Write out each line below exactly as it appears.

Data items
##############################
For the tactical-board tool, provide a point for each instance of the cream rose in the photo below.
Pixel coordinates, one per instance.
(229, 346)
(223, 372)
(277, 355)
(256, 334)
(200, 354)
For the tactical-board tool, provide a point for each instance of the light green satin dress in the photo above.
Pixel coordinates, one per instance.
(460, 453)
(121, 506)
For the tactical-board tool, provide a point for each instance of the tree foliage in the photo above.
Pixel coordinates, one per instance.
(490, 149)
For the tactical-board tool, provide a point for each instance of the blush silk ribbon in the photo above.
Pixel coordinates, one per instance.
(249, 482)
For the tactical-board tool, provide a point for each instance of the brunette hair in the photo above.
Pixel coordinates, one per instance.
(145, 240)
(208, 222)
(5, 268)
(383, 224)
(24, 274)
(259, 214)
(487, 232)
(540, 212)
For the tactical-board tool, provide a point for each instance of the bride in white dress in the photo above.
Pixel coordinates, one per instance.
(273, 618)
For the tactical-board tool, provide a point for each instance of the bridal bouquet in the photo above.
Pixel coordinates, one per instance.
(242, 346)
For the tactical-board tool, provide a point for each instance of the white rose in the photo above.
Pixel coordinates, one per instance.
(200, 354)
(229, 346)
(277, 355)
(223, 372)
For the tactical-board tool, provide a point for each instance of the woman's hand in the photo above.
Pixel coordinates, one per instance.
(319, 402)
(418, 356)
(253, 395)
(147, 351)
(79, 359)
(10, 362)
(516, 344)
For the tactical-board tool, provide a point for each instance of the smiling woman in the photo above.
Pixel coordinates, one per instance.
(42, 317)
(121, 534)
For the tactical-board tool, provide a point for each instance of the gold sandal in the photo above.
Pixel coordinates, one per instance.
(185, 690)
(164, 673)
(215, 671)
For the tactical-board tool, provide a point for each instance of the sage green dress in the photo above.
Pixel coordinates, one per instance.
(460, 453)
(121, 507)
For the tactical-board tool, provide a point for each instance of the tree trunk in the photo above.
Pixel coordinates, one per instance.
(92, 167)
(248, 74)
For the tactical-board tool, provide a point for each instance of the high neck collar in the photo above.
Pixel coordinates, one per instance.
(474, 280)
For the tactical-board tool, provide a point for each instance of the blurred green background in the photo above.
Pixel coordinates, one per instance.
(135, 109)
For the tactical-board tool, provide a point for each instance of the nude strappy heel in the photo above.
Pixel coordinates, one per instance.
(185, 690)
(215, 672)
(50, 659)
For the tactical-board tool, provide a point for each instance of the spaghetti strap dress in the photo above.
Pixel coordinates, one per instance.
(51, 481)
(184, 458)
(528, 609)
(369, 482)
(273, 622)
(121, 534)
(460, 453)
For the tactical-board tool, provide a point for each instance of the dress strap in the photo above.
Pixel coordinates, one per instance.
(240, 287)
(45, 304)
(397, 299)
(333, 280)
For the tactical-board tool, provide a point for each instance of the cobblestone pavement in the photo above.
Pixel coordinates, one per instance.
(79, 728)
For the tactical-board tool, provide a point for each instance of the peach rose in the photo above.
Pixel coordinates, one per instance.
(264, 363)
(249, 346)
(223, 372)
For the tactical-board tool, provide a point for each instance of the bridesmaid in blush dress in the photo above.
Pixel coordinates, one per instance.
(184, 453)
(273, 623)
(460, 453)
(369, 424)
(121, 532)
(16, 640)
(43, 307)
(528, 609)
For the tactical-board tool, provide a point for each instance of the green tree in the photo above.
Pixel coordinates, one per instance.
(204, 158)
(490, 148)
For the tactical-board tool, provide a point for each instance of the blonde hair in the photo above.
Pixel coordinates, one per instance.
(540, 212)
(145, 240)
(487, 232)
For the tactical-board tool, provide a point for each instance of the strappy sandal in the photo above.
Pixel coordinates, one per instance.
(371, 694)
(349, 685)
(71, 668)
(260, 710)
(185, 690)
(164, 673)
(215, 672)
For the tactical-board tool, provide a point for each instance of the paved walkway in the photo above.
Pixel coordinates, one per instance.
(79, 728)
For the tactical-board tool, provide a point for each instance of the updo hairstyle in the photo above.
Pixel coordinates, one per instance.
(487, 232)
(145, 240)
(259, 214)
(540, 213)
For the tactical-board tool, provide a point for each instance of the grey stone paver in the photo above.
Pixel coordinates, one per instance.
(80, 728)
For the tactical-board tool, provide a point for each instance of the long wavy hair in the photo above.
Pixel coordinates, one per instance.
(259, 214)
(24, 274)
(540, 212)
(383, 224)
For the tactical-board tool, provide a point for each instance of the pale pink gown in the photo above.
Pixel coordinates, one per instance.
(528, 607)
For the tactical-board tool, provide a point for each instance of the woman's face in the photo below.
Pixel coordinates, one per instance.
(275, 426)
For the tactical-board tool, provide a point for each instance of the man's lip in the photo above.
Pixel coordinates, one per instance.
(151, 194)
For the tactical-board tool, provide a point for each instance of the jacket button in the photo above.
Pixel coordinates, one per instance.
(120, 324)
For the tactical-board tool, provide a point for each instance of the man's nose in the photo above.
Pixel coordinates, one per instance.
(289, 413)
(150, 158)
##############################
■ **Exercise response**
For the tactical-board tool, provide a point for each instance of the cream rose in the photo below.
Pixel coordinates, one per instance.
(229, 346)
(223, 372)
(277, 355)
(256, 334)
(200, 354)
For the tactical-board tool, provide a point for each instance of the light green satin dress in the photo above.
Pixel coordinates, one per instance.
(460, 453)
(121, 506)
For the tactical-board tool, provide a point for each instance of the tree foliage in the photo above.
Pixel coordinates, one per instance.
(490, 149)
For the tactical-board tool, provide a point for each instance of the blush silk ribbon in the photo above.
Pixel coordinates, one per instance.
(249, 482)
For the tactical-board tool, provide a point for each instance of the brunette hair in the photo above.
Pixel coordinates, one per instance.
(145, 240)
(208, 222)
(5, 268)
(383, 224)
(24, 274)
(259, 214)
(487, 232)
(540, 212)
For the tactical-board tool, provide a point for each instance of the bride in white dress in the photo above.
Pixel coordinates, one per instance.
(273, 618)
For the tactical-board tool, provide a point for each instance of the bridal bouquet in the photo above.
Pixel coordinates, one per instance.
(242, 346)
For the tactical-board tool, provide a point for each instance of the white rose in the photo above.
Pixel coordinates, one per instance.
(200, 354)
(229, 346)
(277, 355)
(223, 372)
For the tactical-board tool, provide a point for each instance of the woman's hand in the photo above.
Pixel coordinates, one per instance.
(319, 402)
(418, 356)
(253, 395)
(147, 351)
(79, 359)
(10, 362)
(516, 344)
For the tactical-board tool, provide a point for each instance of the smiling woman in the photo above.
Pixel coordinates, one per instance.
(42, 317)
(121, 534)
For the tactical-board tool, provide a point for each instance of the gold sandal in the photo above.
Pixel coordinates, one per instance.
(185, 690)
(164, 673)
(215, 671)
For the tactical-board tool, provide a point for each instance of the sage green dress in the photo above.
Pixel coordinates, one per instance.
(460, 453)
(121, 507)
For the tactical-board tool, provide a point for each instance of the tree trunk in the photo above.
Pixel coordinates, one per instance.
(92, 167)
(248, 74)
For the tactical-board tool, provide a point for each instance of the high neck collar in the photo above.
Pixel coordinates, one per instance.
(474, 280)
For the tactical-board tool, provide a point for each instance of the blurred green background in the photo above.
Pixel coordinates, one per instance.
(135, 109)
For the tactical-board tool, provide a point for each instance of the nude strappy heel in the photo above.
Pixel coordinates, one per instance.
(185, 690)
(215, 672)
(50, 659)
For the tactical-board tool, provide a point for each instance of the spaghetti strap dress in the photo above.
Pixel coordinates, one per instance.
(51, 481)
(184, 458)
(528, 609)
(369, 482)
(273, 622)
(121, 534)
(460, 453)
For the tactical-board tool, provide a point for each instance of the dress strap in the photo above.
Pixel coordinates, one per instance.
(240, 287)
(45, 304)
(397, 299)
(333, 280)
For the tactical-board tool, provide a point for each instance of the cobblestone pavement in the photo above.
Pixel coordinates, one per instance.
(79, 728)
For the tactical-board tool, provide a point for each instance of the peach rose in the photo above.
Pixel coordinates, one per instance.
(264, 363)
(249, 346)
(223, 372)
For the tactical-board tool, provide a point for each instance of the bridesmaid in blush dress in the photo above.
Pixel coordinates, one per instance.
(184, 453)
(273, 623)
(460, 453)
(369, 424)
(121, 532)
(16, 640)
(43, 307)
(528, 609)
For the tactical-board tool, provide a point for each instance of the green tree in the photo above.
Pixel coordinates, one per instance.
(204, 158)
(490, 148)
For the tactical-board tool, provide a point for each instance of the blonde hair in the photo above.
Pixel coordinates, one per instance.
(540, 212)
(145, 240)
(487, 232)
For the tactical-board tool, provide a point for each instance of the strappy sandal in the photo above.
Pixel coordinates, one per instance.
(371, 694)
(349, 685)
(71, 668)
(260, 710)
(185, 690)
(164, 673)
(215, 672)
For the tactical-board tool, provide a point for each instance of the paved walkway in the photo above.
Pixel coordinates, one per instance.
(79, 728)
For the tactical-board tool, provide a point for each instance of the updo hairstyle in the photo above.
Pixel coordinates, one per instance.
(487, 232)
(145, 240)
(259, 214)
(540, 213)
For the tactical-board tool, provide a point for each instance of the grey stone paver in the photo above.
Pixel coordinates, one per instance.
(80, 728)
For the tactical-board tool, provide a point for each instance of the long wavy hair in the photo above.
Pixel coordinates, one per instance.
(259, 214)
(24, 274)
(540, 212)
(383, 224)
For the tactical-board tool, provide a point for each instance of the pale pink gown in the photo above.
Pixel coordinates, one per instance.
(528, 607)
For the tactical-board tool, provide a point for each instance of the woman's face in the photo below.
Pixel coordinates, one per instance.
(275, 426)
For the tactical-board tool, provide a point for each instance of the man's lip in the photo above.
Pixel coordinates, one per instance.
(151, 194)
For the tactical-board tool, provide a point for each instance of the jacket button in the photo above.
Pixel coordinates, one per instance.
(120, 324)
For the tactical-board tool, provide a point for each instance of the man's nose in the photo above.
Pixel coordinates, one per instance.
(289, 413)
(150, 158)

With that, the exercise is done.